EXERCISE :: In the article on China's ban of Apple hardware, how many Apple products were left off the official procurement list?

EXCERPTED PASSAGE ::
- - - - - - -
- Daily Zen
A month after China Central Television (CCTV) branded Apple’s location-tracking function in iOS a national security concern, the Chinese government prohibited agencies from buying Apple Inc hardware products.
The ban applies to all Chinese central and local government agencies, which are not allowed to use public money to purchase these products.
All in all, the government has omitted ten of Apple’s products such as the iPad, iPad Mini, MacBook Air and MacBook Pro devices from an official procurement list distributed last month. The latest move comes amid growing tensions between Beijing and Washington over hacking and cyberspying claims.
Since years, American politicians have warned government contractors against purchasing equipment made by the telecommunications firms, Huawei and ZTE on account of their close ties to the Chinese government. Though the Washington’s intelligence committee did not have firm evidence of wrongdoing, it banned them from doing business in the US.
Following revelations by Edward Snowden of widespread U.S. government spying, China has increasingly sought to limit the use of U.S. technology. In May, China banned government computers from using Microsoft Corp.’s Windows 8 operating system. Again citing security concerns, antivirus products from foreign vendors like Symantec and Kapersky Lab have also been excluded from procurement lists in favour of Chinese antivirus vendors. These two anti-virus vendors had previously sold software to Chinese agencies. And more recently Chinese officials raided Microsoft’s offices as part of an investigation into allegations of market domination and abuse.
- - - - - - -
DATASET CONTENT ::
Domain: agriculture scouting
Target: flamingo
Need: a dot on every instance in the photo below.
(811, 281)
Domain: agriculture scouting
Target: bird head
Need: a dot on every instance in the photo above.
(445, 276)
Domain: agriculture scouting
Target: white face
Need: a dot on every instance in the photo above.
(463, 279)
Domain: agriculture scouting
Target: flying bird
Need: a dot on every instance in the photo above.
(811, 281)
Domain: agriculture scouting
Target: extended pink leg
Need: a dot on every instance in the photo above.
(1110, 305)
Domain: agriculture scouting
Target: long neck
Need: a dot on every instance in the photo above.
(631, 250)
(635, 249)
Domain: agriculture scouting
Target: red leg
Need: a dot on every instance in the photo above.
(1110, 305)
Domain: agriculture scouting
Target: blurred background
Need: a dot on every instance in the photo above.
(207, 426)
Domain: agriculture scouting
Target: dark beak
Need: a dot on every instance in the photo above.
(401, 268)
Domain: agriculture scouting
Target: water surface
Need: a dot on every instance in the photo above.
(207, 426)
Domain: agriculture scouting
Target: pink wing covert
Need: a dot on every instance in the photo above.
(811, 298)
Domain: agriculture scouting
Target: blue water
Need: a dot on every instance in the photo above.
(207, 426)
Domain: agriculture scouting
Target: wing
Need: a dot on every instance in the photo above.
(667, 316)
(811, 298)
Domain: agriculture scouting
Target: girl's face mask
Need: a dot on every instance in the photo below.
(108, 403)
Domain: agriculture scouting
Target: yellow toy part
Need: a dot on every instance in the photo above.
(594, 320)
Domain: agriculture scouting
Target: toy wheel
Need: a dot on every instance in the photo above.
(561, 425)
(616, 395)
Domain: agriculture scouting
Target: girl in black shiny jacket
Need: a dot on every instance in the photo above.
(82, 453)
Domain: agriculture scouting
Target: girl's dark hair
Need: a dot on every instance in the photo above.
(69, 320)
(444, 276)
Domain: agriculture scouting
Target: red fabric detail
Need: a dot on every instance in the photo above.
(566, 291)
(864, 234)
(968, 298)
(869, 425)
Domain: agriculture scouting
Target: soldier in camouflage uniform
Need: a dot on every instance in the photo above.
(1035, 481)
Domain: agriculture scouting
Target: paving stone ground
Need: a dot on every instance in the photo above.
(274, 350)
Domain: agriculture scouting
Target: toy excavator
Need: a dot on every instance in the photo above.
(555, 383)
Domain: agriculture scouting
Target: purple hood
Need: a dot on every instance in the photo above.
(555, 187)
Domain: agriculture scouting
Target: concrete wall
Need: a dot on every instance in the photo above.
- - - - - - -
TASK RESPONSE :: Ten